- Required work:
Omit every picture and return the rest of the data unaltered.

───── Dataset rows

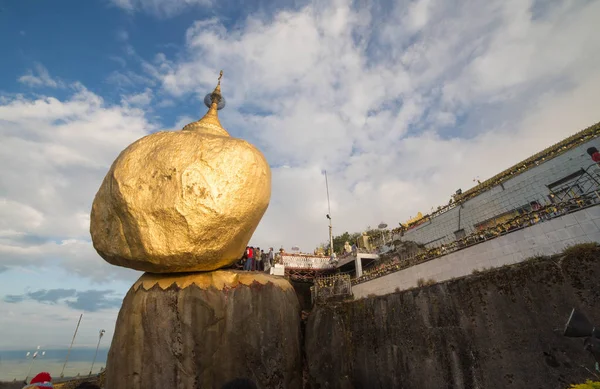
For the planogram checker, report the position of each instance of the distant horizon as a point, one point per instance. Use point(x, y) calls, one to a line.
point(77, 354)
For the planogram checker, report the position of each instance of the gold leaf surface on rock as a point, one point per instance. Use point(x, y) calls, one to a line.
point(220, 279)
point(181, 201)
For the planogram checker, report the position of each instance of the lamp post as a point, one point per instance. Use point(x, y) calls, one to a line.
point(33, 357)
point(62, 373)
point(97, 347)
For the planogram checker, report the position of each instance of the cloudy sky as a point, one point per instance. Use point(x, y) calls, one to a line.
point(402, 102)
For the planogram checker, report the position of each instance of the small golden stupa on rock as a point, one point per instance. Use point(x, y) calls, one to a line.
point(182, 201)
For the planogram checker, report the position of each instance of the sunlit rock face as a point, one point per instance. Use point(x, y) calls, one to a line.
point(201, 330)
point(181, 201)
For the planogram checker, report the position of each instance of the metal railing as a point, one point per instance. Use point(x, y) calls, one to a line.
point(561, 206)
point(333, 287)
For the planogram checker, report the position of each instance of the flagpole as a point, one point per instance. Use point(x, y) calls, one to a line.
point(331, 255)
point(62, 373)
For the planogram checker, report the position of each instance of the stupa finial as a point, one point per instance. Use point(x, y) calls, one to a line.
point(210, 122)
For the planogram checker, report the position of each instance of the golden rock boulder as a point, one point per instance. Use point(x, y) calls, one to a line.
point(181, 201)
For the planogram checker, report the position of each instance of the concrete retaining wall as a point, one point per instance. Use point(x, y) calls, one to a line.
point(514, 193)
point(545, 238)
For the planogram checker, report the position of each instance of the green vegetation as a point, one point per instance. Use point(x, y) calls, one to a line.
point(581, 249)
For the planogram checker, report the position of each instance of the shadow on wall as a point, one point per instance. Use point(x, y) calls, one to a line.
point(498, 329)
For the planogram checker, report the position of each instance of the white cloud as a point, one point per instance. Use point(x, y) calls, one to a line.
point(402, 106)
point(39, 76)
point(55, 155)
point(402, 109)
point(142, 99)
point(164, 8)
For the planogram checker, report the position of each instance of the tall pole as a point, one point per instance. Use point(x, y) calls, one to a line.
point(97, 347)
point(331, 256)
point(62, 373)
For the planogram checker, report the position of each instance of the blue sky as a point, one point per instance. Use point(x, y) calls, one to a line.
point(403, 102)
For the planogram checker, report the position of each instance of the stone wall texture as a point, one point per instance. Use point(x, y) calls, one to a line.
point(193, 338)
point(499, 329)
point(514, 193)
point(546, 238)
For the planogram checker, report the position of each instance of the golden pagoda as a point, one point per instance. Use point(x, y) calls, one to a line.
point(181, 201)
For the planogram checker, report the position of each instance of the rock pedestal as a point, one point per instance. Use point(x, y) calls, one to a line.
point(200, 330)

──────────

- Response to this exercise:
For the planogram checker, report the position of each instance of the distant horizon as a point, one point per instance. Use point(x, y) calls, one to a line.
point(77, 354)
For the planogram checker, report the position of each instance of the gold leaf surface on rock as a point, one point per instance. Use point(x, y) calls, one to a line.
point(220, 279)
point(181, 201)
For the planogram checker, report the position of each instance of the lamp post as a point, one point per instance. Use point(x, y) calls, one to a line.
point(33, 357)
point(62, 373)
point(97, 347)
For the planogram checker, report the position of each instance of the cloudy sky as a point, one point per instance. Use point(x, y) calls, one to a line.
point(402, 102)
For the planogram checker, report the position of each instance of the small golden stupa on rock as a point, one point per instance. Use point(x, y) calls, one to a line.
point(182, 201)
For the planogram checker, report the position of each instance of the sunlit rock face as a point, one point per instance. Use point(x, y) calls, one to a line.
point(201, 330)
point(181, 201)
For the planogram checker, report the position of each instance of the metal railing as a point, one point per instance. Use point(x, y) calls, one to a line.
point(561, 206)
point(333, 287)
For the planogram checker, report the position of each instance of the flagpole as a point, one point per instance. Use point(x, y) calls, one to a line.
point(331, 255)
point(62, 373)
For the planogram checker, report the position of each instance of the stupa finial as a point, one point per instance. Use point(x, y) calls, one to a line.
point(210, 122)
For the planogram checker, report the position of each instance of the golden rock boulder as a point, one point per instance. Use point(x, y) calls, one to a line.
point(181, 201)
For the planogram checker, report the position of each instance of the concrete retaining wall as a point, one point per instance. Use point(x, y) calls, one to a line.
point(514, 193)
point(545, 238)
For the planogram checker, report the position of each instance of the green vegetation as a point, one point per instance. Use point(x, y) calls, one to a line.
point(581, 249)
For the planogram checker, report the position of each instance of the shadow on wall as a point, one point per instance. Use point(x, y) calls, one to a line.
point(498, 329)
For the planogram checker, report the position of each instance of the white cloud as a point, one point per instance. Use point(x, y) calls, one to a line.
point(402, 106)
point(39, 76)
point(55, 155)
point(402, 109)
point(142, 99)
point(164, 8)
For the planogram checker, report the position of each instance of the tall pole as a point, one point per instance. Use point(x, y) calls, one to a line.
point(97, 347)
point(331, 256)
point(62, 373)
For the planogram checker, report the position of each instance of the blue sky as a point, one point per instance. Use point(x, y) calls, one to a line.
point(403, 102)
For the planogram checker, report the position of each instance of the stone wall texture as a point, one point per instance. Use point(x, y) calls, one to a line.
point(193, 338)
point(499, 329)
point(514, 193)
point(546, 238)
For the planogram checker, report the position of each instance of the golden pagoda as a point, one point per instance. Use point(x, y) calls, one to a line.
point(181, 201)
For the planogram checker, report the position of each instance of the rock pedestal as a point, one point per instance. Use point(x, y) calls, one to a line.
point(200, 330)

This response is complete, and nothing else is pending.